*WHAT IS EXPECTED*. Summarize the forum comment about emailing a PDF report with Python in two sentences.

*TEXT SHOWN*.
5112f438-a4c5-4f62-8b45-7c4327cd8329 commented 14 years ago

I'm using Python to email a text version and a PDF version of a report. The standard way of doing things does not work with Vista's Mail program, but works fine with Mail on OSX. So, I don't know if this is a Python or a Vista Mail bug. By standard way, I mean:

    # Add the attached PDF:
    part = MIMEApplication(pdf,"pdf")
    part.add_header('Content-Disposition', 'attachment', filename=pdfFile)
    msg.attach(part)

To fix the problem, I changed C:\Python31\Lib\email\encoders.py to use encodebytes instead of b64encode in order to get mail on Windows Vista to correctly interpret the attachment. This splits the base64 encoding into many lines of some fixed lenth.

I can achieve the same thing adding the attachment by hand with the following code:

    from email.mime.base import MIMEBase
    part = MIMEBase("application","pdf")

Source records
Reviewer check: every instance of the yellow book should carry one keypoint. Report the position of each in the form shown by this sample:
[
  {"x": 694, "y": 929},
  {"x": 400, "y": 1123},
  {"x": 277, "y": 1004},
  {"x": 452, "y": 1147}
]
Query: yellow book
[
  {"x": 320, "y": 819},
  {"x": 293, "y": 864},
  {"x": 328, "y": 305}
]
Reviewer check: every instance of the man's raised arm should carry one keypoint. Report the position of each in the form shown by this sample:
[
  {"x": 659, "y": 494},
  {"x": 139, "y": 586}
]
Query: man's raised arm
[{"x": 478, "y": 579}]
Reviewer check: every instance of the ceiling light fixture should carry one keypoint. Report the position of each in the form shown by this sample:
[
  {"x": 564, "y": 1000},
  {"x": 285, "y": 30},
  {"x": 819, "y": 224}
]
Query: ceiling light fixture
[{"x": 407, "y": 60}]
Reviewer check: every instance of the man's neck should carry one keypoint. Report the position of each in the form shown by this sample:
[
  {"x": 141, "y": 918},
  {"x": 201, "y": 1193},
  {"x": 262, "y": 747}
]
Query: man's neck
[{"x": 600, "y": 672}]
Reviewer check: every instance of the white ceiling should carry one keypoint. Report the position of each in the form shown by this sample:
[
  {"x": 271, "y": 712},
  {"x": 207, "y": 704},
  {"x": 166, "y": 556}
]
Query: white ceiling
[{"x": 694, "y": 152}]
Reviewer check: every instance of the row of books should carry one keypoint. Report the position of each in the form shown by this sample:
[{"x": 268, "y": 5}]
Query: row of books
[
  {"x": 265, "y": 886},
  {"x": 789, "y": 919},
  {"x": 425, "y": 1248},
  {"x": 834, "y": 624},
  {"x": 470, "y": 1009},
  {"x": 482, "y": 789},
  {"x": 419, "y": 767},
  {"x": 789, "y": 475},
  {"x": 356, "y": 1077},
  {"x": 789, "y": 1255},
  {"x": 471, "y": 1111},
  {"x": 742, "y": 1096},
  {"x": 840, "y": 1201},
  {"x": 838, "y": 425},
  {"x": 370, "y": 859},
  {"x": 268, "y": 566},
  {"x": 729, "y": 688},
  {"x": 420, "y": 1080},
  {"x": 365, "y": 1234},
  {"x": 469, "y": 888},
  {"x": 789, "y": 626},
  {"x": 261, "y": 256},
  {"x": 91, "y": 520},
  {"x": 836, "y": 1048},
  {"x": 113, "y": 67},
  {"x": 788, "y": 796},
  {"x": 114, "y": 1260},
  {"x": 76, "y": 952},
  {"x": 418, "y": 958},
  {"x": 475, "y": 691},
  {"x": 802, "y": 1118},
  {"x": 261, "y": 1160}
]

*EXERCISE RESPONSE*. Attaching a PDF the standard way with Python's MIMEApplication works with Mail on OSX but not with Vista's Mail program, and the writer can't tell whether the bug is in Python or in Vista Mail. Changing encoders.py to use encodebytes instead of b64encode splits the base64 encoding into fixed-length lines and lets Vista's Mail read the attachment correctly, and the writer gets the same result by adding the attachment by hand with MIMEBase.